[Start]

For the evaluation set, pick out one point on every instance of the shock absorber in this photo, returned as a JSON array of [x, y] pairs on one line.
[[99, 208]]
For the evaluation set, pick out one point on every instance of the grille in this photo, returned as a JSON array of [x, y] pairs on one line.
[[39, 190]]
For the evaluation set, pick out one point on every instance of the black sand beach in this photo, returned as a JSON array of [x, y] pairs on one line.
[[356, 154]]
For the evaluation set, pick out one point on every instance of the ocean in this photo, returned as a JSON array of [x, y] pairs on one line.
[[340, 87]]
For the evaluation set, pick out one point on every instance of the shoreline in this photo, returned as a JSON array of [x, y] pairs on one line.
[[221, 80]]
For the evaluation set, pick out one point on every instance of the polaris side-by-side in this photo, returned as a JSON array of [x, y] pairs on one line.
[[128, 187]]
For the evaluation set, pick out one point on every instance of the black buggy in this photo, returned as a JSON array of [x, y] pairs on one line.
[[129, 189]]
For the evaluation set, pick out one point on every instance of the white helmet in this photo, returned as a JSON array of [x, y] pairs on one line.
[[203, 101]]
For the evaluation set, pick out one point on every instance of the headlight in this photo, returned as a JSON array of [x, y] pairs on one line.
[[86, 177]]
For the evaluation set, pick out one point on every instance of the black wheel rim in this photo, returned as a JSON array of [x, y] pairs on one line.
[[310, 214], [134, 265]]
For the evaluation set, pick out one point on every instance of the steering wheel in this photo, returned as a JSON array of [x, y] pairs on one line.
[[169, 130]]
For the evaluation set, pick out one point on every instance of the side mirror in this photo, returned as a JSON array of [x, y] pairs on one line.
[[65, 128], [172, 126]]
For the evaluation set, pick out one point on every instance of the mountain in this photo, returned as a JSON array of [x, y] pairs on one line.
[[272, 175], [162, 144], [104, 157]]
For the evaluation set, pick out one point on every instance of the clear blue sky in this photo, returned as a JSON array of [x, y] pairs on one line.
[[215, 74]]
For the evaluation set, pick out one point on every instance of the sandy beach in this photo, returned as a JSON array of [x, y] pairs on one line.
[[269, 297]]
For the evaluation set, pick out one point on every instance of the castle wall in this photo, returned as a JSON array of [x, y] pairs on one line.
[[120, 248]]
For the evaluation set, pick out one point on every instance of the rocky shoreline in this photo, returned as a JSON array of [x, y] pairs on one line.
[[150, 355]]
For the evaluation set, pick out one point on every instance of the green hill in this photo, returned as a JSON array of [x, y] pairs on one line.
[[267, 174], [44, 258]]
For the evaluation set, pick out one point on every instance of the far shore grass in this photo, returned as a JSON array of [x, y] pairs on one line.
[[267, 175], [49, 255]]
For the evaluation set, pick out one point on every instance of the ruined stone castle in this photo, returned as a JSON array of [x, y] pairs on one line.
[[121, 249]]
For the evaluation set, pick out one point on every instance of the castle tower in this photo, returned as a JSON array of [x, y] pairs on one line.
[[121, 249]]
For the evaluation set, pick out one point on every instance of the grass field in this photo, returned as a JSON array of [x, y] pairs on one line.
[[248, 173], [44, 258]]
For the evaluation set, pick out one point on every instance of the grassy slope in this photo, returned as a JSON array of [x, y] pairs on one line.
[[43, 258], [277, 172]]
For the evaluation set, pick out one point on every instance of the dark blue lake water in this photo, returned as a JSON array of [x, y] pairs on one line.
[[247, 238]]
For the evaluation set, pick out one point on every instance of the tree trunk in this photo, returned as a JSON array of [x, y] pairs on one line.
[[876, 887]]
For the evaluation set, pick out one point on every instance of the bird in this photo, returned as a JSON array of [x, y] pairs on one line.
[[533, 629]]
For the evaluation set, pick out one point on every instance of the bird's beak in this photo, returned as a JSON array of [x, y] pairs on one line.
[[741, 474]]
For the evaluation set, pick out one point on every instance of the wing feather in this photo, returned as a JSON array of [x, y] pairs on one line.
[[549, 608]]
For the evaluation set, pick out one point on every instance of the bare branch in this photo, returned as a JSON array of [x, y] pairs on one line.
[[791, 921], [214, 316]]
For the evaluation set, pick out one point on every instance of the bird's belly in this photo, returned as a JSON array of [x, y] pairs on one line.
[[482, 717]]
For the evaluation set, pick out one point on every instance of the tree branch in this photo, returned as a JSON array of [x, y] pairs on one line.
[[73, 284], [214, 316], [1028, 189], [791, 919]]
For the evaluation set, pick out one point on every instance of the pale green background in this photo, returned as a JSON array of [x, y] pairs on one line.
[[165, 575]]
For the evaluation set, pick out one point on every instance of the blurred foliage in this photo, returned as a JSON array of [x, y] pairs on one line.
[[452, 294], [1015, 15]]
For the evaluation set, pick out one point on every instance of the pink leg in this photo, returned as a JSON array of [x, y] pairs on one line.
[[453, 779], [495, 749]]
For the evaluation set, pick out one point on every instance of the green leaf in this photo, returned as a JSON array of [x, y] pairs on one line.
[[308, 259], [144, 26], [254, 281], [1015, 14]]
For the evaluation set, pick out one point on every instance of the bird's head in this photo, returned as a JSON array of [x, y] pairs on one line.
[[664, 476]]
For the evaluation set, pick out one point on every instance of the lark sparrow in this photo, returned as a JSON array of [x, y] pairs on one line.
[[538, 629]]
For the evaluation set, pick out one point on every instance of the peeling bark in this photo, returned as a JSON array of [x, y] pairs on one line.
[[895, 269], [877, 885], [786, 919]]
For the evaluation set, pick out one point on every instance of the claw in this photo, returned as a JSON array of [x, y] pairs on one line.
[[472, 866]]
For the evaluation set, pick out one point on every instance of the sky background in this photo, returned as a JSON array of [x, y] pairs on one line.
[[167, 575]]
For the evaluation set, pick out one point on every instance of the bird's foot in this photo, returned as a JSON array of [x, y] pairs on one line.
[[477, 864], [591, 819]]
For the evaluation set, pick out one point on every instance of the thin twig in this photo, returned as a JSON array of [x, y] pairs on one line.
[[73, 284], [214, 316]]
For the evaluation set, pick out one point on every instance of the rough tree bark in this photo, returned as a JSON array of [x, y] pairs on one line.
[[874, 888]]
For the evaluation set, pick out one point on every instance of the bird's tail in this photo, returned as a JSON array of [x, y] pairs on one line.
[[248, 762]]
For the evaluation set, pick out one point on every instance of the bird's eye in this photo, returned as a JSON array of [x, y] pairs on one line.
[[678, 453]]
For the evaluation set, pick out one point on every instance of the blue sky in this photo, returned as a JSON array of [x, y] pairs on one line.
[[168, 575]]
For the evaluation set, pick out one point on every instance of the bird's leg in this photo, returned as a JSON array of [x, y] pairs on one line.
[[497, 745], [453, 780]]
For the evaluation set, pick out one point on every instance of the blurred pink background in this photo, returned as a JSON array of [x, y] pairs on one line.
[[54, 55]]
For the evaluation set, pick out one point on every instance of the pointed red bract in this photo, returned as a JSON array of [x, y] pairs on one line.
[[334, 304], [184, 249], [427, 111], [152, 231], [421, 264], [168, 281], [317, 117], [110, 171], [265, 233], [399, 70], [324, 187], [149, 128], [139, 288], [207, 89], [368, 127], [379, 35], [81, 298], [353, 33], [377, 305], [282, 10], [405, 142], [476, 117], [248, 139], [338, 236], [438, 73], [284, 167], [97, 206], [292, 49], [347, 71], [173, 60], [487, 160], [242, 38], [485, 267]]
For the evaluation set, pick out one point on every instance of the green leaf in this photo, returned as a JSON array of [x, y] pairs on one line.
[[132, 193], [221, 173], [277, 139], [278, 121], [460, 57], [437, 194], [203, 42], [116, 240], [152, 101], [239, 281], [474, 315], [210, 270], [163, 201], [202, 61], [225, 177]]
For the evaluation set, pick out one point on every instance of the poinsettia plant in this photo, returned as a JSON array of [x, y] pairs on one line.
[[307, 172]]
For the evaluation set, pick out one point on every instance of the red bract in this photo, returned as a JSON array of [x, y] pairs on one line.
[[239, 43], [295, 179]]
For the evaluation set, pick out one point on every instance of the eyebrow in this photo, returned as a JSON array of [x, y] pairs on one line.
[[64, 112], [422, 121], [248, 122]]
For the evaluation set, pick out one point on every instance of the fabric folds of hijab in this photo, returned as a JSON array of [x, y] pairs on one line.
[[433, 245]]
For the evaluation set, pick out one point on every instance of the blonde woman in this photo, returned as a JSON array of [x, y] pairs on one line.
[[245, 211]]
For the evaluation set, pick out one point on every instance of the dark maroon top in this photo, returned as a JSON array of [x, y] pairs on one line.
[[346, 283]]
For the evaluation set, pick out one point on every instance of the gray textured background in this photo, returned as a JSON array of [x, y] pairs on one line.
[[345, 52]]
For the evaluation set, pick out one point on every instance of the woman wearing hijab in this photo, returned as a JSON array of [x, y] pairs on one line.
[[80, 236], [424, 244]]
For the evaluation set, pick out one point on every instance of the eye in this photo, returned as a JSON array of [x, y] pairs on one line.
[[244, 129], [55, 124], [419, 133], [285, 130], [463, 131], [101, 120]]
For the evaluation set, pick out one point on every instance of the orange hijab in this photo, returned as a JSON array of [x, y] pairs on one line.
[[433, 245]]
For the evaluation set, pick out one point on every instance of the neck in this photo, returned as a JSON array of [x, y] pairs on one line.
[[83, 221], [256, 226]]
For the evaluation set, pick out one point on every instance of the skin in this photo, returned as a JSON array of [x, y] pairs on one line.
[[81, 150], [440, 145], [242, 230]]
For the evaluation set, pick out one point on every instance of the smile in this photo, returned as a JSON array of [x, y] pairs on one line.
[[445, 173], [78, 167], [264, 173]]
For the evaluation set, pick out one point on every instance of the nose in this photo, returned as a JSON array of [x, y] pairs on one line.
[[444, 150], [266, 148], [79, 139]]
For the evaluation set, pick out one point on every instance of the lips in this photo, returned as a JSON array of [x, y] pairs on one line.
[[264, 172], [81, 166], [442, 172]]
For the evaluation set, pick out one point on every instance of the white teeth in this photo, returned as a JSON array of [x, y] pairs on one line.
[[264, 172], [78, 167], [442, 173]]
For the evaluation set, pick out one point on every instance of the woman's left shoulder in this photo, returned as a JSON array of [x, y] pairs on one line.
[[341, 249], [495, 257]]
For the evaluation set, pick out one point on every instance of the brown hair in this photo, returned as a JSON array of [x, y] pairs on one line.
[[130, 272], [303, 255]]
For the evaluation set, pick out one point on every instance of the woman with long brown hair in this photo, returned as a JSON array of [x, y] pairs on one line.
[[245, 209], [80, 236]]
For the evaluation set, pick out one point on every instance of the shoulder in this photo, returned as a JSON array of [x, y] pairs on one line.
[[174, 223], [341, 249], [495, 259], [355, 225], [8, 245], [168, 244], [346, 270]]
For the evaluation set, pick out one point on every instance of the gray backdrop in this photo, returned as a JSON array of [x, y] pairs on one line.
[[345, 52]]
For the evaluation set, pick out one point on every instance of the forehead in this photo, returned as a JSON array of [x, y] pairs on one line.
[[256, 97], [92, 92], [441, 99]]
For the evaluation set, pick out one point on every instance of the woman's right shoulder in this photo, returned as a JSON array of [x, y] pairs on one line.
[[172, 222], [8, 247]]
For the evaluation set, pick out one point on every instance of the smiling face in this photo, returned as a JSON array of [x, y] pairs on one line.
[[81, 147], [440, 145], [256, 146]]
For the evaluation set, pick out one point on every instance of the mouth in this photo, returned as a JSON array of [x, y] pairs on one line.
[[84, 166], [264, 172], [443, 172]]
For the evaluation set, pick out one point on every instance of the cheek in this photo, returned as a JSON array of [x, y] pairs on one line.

[End]

> AIM OF THE EXERCISE: Format the material from the line containing "the dark blue" through the line containing "[[73, 284], [214, 316], [1028, 189], [791, 919]]" as a Markdown table with two columns, Row and Material line, giving each line a number and leaving out blank lines.

> RESPONSE TO THE TASK:
| Row | Material line |
|---|---|
| 1 | For the evaluation set, pick out one point on every instance of the dark blue lake water in this photo, returned as a JSON array of [x, y] pairs on one line. |
| 2 | [[247, 238]] |
| 3 | For the evaluation set, pick out one point on every instance of the tree trunk in this photo, returned as a JSON array of [x, y] pairs on one line. |
| 4 | [[876, 887]] |
| 5 | For the evaluation set, pick out one point on every instance of the bird in this photo, returned as a JSON array of [x, y] pairs on one line. |
| 6 | [[533, 629]] |
| 7 | For the evaluation set, pick out one point on every instance of the bird's beak in this photo, returned as a JSON array of [x, y] pairs on one line. |
| 8 | [[741, 474]] |
| 9 | For the evaluation set, pick out one point on every instance of the wing feather in this photo, returned as a JSON array of [x, y] pairs on one line. |
| 10 | [[549, 608]] |
| 11 | For the evaluation set, pick out one point on every instance of the bare branch in this photo, returned as a JSON array of [x, y] pairs on one line. |
| 12 | [[791, 921], [214, 316]] |
| 13 | For the evaluation set, pick out one point on every instance of the bird's belly in this photo, returned as a JSON array of [x, y] pairs on one line. |
| 14 | [[482, 717]] |
| 15 | For the evaluation set, pick out one point on every instance of the tree branch in this photo, returned as a JSON array of [x, y] pairs on one line. |
| 16 | [[73, 284], [214, 316], [1028, 189], [791, 919]] |